| Problem description |
Please extend the news piece about the NIH-funded plague vaccine research beyond its final sentence.

The National Institutes of Health has awarded University of Texas Medical Branch at Galveston professor Ashok Chopra $1.7 million over the next five years, renewing NIH support for his efforts to find new ways to fight plague.
The organism that causes plague, Yersinia pestis, has been the focus of Chopra’s research since just after the post-9/11 anthrax attacks. Found in nature all over the world (including the American Southwest), Yersinia pestis circulates between rats and fleas, normally affecting only humans who are bitten by infected fleas. Although most natural plague infections are controllable with antibiotics, human modifications can make the bacteria suitable for use by bioterrorists — both resistant to antibiotics and easily spread through aerosolization.
“In the case of terrorist activity, chances are that transmission would occur through an aerosol route, resulting in pneumonic plague, which is highly contagious — the organism is transmitted from person to person through aerosols charged with highly virulent Yersinia pestis,” said Chopra. “The mortality rate for pneumonic plague can approach 100 percent.”
Chopra aims to forestall this nightmare scenario by helping develop an effective vaccine against pneumonic plague. (A vaccine against bubonic plague, another form of the disease, was withdrawn in 1999 because of its inconsistent effectiveness and high rate of adverse side effects.). Currently, there is no vaccine against plague.
“Vaccines work by sensitizing the immune system to respond strongly to particular pathogens,” Chopra said. “One way to do this is to develop a live attenuated vaccine using a strain of the pathogen that’s nonvirulent. Another is to employ one or more components of the organism to make what is called a subunit vaccine. We are looking for both new live attenuated vaccine strains and new antigens — components of the pathogen that induce an immune response — which can be used for subunit vaccines.”

| Provided data |

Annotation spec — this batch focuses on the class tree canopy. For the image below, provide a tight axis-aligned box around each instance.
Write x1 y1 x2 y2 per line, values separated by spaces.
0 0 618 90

| Answer for the task |
Early in the project, Chopra’s group zeroed in on a particular protein found on the surface of Yersinia pestis. In previous work with the related Salmonella bacteria, Chopra’s group had determined that this component, known as Braun lipoprotein, was closely associated with virulence, and he found a similar connection in Yersinia pestis. Yersinia pestis bacteria with the gene for Braun lipoprotein deleted along with other bacterial virulence factors were far less virulent in mice and still conferred protective immunity—key characteristics for a potential live attenuated vaccine.
“We’ve provided a detailed mechanism for how deleting the gene for this lipoprotein reduces the virulence of the bacteria, and now we’re looking at some other genes which can be deleted to further attenuate Yersinia pestis,” Chopra said. “We’ve also identified some new antigens which we think can be used for subunit vaccines.”
Chopra will use the additional NIH support to continue this work, taking advantage of the unique resources of UTMB’s Galveston National Laboratory and the support of the university’s Sealy Center for Vaccine Development, Institute of Human Infections and Immunity and Center for Tropical Diseases.
“The infrastructure we have developed at UTMB helps us tremendously,” Chopra said. “We have the containment facilities and expertise to do cutting-edge research, and along with hard work and perseverance, that’s made it possible for us to be very productive.”